Exercise details:
Repeat each entry as written and leave the images out of the copy.
— Start Extracted entries —
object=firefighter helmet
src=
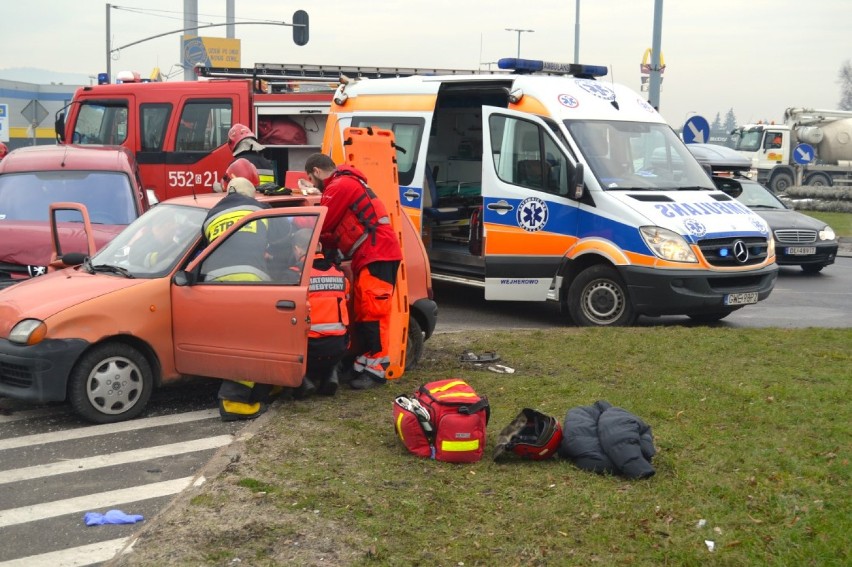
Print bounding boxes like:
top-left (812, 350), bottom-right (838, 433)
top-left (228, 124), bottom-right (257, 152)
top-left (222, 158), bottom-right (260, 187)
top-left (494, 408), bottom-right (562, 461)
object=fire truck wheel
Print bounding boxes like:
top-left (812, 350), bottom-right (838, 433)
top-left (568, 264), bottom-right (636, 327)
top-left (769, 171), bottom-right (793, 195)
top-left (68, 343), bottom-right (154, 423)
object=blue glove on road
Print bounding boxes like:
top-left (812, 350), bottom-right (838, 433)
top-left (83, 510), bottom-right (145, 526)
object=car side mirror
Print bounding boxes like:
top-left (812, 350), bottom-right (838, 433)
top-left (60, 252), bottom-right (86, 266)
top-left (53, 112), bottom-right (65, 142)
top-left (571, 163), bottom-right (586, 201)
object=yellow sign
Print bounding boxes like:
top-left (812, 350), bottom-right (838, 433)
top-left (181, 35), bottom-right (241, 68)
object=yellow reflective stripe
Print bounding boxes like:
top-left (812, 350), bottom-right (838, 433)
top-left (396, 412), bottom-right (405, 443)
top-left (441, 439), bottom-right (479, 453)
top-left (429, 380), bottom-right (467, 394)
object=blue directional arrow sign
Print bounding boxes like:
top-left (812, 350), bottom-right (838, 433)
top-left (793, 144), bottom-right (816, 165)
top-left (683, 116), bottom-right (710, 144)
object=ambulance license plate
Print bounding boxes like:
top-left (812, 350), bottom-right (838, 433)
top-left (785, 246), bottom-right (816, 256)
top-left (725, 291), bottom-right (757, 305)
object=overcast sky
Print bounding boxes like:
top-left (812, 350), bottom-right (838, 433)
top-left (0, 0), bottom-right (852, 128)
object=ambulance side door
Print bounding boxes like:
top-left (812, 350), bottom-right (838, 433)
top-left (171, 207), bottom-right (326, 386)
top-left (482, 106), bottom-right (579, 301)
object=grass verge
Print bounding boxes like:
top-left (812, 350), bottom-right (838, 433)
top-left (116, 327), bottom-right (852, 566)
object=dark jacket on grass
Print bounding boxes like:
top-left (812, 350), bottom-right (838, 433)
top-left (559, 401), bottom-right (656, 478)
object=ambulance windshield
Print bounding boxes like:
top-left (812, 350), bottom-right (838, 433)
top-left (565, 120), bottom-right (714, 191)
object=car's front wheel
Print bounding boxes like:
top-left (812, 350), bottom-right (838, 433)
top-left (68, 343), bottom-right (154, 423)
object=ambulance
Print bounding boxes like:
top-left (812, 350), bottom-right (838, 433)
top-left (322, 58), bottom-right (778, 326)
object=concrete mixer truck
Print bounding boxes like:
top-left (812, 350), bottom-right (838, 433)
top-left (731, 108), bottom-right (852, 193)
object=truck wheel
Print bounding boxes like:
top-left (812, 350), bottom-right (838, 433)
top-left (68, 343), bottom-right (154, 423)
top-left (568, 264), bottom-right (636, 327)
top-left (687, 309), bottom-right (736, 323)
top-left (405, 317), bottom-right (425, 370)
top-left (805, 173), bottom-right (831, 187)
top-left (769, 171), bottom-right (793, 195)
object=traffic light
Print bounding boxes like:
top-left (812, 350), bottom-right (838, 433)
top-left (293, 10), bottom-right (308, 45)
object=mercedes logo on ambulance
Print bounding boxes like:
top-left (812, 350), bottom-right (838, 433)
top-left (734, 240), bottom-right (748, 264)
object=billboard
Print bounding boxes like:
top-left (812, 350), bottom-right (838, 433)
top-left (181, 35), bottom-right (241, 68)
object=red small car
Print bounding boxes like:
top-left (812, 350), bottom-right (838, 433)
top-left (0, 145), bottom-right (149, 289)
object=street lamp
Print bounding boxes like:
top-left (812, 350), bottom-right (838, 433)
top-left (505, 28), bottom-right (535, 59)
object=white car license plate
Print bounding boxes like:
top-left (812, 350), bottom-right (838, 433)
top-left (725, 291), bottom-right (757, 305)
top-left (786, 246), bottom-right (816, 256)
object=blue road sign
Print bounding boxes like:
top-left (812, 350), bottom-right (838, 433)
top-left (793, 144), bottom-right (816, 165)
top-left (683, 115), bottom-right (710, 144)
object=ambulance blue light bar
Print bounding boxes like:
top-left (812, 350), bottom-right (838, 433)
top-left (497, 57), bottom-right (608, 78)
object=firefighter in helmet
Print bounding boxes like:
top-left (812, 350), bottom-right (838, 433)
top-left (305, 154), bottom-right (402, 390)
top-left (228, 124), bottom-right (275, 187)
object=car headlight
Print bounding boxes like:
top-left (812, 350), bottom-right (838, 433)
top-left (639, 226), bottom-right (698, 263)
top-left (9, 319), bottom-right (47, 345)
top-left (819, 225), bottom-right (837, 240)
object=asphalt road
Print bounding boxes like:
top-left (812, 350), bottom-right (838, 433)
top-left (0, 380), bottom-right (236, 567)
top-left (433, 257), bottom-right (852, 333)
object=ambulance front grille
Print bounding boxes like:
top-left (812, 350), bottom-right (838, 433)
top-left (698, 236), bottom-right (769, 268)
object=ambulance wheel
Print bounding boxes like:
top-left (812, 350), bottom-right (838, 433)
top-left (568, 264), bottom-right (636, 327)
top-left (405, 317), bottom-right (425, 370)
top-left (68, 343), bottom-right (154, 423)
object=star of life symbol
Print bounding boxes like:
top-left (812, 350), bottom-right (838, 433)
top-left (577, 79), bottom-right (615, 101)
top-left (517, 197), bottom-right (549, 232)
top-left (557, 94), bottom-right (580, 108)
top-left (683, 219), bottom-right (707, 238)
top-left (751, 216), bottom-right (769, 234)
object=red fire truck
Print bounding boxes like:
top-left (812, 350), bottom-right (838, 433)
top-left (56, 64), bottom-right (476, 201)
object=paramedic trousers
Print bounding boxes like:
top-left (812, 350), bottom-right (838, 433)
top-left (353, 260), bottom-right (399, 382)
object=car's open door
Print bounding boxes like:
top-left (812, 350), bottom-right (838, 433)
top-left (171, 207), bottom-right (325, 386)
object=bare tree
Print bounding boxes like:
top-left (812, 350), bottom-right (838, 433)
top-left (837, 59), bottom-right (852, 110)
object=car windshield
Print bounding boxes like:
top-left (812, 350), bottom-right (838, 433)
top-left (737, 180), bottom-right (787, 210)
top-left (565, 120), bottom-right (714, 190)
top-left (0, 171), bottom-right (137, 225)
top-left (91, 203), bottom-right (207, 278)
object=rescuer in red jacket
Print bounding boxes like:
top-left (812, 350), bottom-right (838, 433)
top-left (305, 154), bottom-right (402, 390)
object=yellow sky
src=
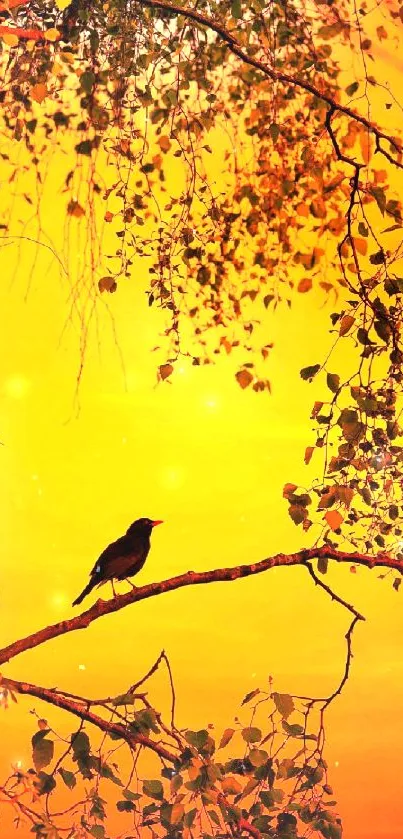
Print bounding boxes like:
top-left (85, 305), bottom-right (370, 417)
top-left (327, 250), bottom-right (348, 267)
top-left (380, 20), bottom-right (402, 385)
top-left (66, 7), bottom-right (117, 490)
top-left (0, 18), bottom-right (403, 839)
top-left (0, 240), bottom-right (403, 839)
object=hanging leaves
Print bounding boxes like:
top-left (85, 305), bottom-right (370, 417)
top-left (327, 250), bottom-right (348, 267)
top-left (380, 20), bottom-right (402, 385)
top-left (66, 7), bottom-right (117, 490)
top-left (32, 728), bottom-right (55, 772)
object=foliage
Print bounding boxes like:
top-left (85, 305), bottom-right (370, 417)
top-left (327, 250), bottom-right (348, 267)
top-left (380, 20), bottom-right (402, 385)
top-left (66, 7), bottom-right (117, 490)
— End Extracted entries —
The output:
object=firefighter helmet
src=
Print bounding boxes like:
top-left (812, 350), bottom-right (838, 433)
top-left (228, 124), bottom-right (257, 152)
top-left (222, 158), bottom-right (260, 187)
top-left (494, 408), bottom-right (562, 461)
object=fire truck wheel
Print bounding boxes like:
top-left (812, 350), bottom-right (838, 433)
top-left (568, 264), bottom-right (636, 327)
top-left (769, 171), bottom-right (793, 195)
top-left (68, 343), bottom-right (154, 423)
object=blue glove on road
Print bounding boxes like:
top-left (812, 350), bottom-right (838, 433)
top-left (83, 510), bottom-right (145, 526)
object=car side mirror
Print bounding boxes like:
top-left (812, 350), bottom-right (838, 433)
top-left (60, 252), bottom-right (86, 266)
top-left (53, 112), bottom-right (65, 142)
top-left (571, 163), bottom-right (586, 201)
object=yellow sign
Print bounding boxes like:
top-left (812, 350), bottom-right (838, 433)
top-left (181, 35), bottom-right (241, 68)
object=yellow reflective stripe
Print bounding boxes like:
top-left (812, 350), bottom-right (838, 433)
top-left (396, 412), bottom-right (405, 443)
top-left (441, 439), bottom-right (479, 453)
top-left (429, 380), bottom-right (467, 394)
object=blue directional arrow sign
Print bounding boxes like:
top-left (812, 350), bottom-right (838, 433)
top-left (793, 144), bottom-right (816, 165)
top-left (683, 116), bottom-right (710, 144)
object=ambulance license plate
Print bounding boxes like:
top-left (812, 350), bottom-right (838, 433)
top-left (785, 246), bottom-right (816, 256)
top-left (725, 291), bottom-right (757, 305)
object=overcast sky
Print bounding boxes like:
top-left (812, 350), bottom-right (838, 433)
top-left (0, 0), bottom-right (852, 128)
object=ambulance side door
Print bounding boxes like:
top-left (812, 350), bottom-right (838, 433)
top-left (171, 207), bottom-right (326, 386)
top-left (482, 106), bottom-right (579, 301)
object=grass verge
Print bounding boxes like:
top-left (812, 350), bottom-right (838, 433)
top-left (116, 327), bottom-right (852, 566)
object=dark jacket on grass
Print bounding boxes like:
top-left (812, 350), bottom-right (838, 433)
top-left (559, 401), bottom-right (656, 478)
object=ambulance windshield
Print bounding boxes like:
top-left (812, 350), bottom-right (838, 433)
top-left (565, 120), bottom-right (714, 191)
object=car's front wheel
Print bounding boxes like:
top-left (812, 350), bottom-right (838, 433)
top-left (68, 343), bottom-right (154, 423)
object=ambulance
Print bounding boxes like:
top-left (812, 350), bottom-right (838, 433)
top-left (322, 58), bottom-right (778, 326)
object=concrete mixer truck
Print bounding boxes like:
top-left (812, 350), bottom-right (838, 433)
top-left (731, 108), bottom-right (852, 193)
object=truck wheel
Print bounding boxes like:
top-left (812, 350), bottom-right (838, 433)
top-left (68, 343), bottom-right (154, 423)
top-left (568, 264), bottom-right (636, 327)
top-left (687, 309), bottom-right (736, 323)
top-left (405, 317), bottom-right (425, 370)
top-left (805, 173), bottom-right (831, 187)
top-left (769, 171), bottom-right (793, 195)
object=traffic light
Print bounding boxes like:
top-left (812, 350), bottom-right (838, 433)
top-left (293, 10), bottom-right (308, 45)
object=mercedes logo on ambulance
Print bounding boxes like:
top-left (812, 350), bottom-right (838, 433)
top-left (734, 240), bottom-right (748, 264)
object=billboard
Print bounding boxes like:
top-left (812, 350), bottom-right (838, 433)
top-left (181, 35), bottom-right (241, 68)
object=red small car
Print bounding boxes like:
top-left (812, 350), bottom-right (838, 433)
top-left (0, 145), bottom-right (149, 289)
object=street lamp
Print bounding boxes like:
top-left (812, 350), bottom-right (838, 433)
top-left (505, 28), bottom-right (535, 59)
object=white car license plate
Print bounding boxes like:
top-left (812, 350), bottom-right (838, 433)
top-left (725, 291), bottom-right (757, 305)
top-left (786, 246), bottom-right (816, 256)
object=blue road sign
Print bounding boxes like:
top-left (812, 350), bottom-right (838, 433)
top-left (793, 144), bottom-right (816, 165)
top-left (683, 115), bottom-right (710, 144)
object=ambulance blue light bar
Print bounding boxes like:
top-left (812, 350), bottom-right (838, 433)
top-left (497, 57), bottom-right (608, 78)
object=firefighter in helmet
Print bounding boxes like:
top-left (812, 350), bottom-right (838, 433)
top-left (305, 154), bottom-right (402, 390)
top-left (228, 124), bottom-right (275, 187)
object=car headlight
Print bounding boxes like:
top-left (812, 350), bottom-right (838, 433)
top-left (639, 226), bottom-right (698, 263)
top-left (9, 319), bottom-right (47, 345)
top-left (819, 225), bottom-right (837, 240)
object=asphalt road
Print bounding boxes like:
top-left (812, 350), bottom-right (838, 433)
top-left (0, 380), bottom-right (236, 567)
top-left (433, 257), bottom-right (852, 333)
object=ambulance front grille
Print bounding boxes like:
top-left (812, 350), bottom-right (838, 433)
top-left (698, 236), bottom-right (769, 268)
object=ambulance wheel
Print bounding boxes like:
top-left (812, 350), bottom-right (838, 433)
top-left (568, 264), bottom-right (636, 327)
top-left (405, 317), bottom-right (425, 370)
top-left (68, 343), bottom-right (154, 423)
object=star of life symbol
Print bounding boxes like:
top-left (812, 350), bottom-right (838, 433)
top-left (577, 79), bottom-right (615, 101)
top-left (517, 197), bottom-right (549, 232)
top-left (557, 94), bottom-right (580, 108)
top-left (683, 219), bottom-right (707, 238)
top-left (751, 216), bottom-right (769, 234)
object=red fire truck
Print bounding boxes like:
top-left (812, 350), bottom-right (838, 433)
top-left (56, 64), bottom-right (476, 201)
object=paramedic trousers
Print bounding boxes like:
top-left (812, 350), bottom-right (838, 433)
top-left (353, 260), bottom-right (399, 382)
object=car's open door
Print bounding boxes like:
top-left (812, 350), bottom-right (838, 433)
top-left (171, 207), bottom-right (325, 386)
object=bare tree
Print bounding boxes like:
top-left (812, 350), bottom-right (838, 433)
top-left (837, 59), bottom-right (852, 110)
object=car windshield
Print bounding boxes like:
top-left (812, 350), bottom-right (838, 433)
top-left (737, 180), bottom-right (787, 210)
top-left (565, 120), bottom-right (714, 190)
top-left (0, 171), bottom-right (137, 225)
top-left (91, 203), bottom-right (207, 278)
object=rescuer in red jacket
Print bounding boxes like:
top-left (812, 350), bottom-right (838, 433)
top-left (305, 154), bottom-right (402, 390)
object=yellow sky
src=
Print bounding boxes like:
top-left (85, 305), bottom-right (370, 417)
top-left (327, 250), bottom-right (348, 267)
top-left (380, 20), bottom-right (402, 385)
top-left (66, 7), bottom-right (117, 490)
top-left (0, 18), bottom-right (403, 839)
top-left (0, 240), bottom-right (403, 839)
object=hanging leaves
Print bounding boxes like:
top-left (85, 305), bottom-right (370, 417)
top-left (327, 250), bottom-right (348, 267)
top-left (380, 20), bottom-right (402, 385)
top-left (66, 7), bottom-right (117, 490)
top-left (32, 728), bottom-right (55, 772)
object=foliage
Print bounding boxes like:
top-left (85, 305), bottom-right (370, 417)
top-left (327, 250), bottom-right (348, 267)
top-left (380, 20), bottom-right (402, 385)
top-left (66, 7), bottom-right (117, 490)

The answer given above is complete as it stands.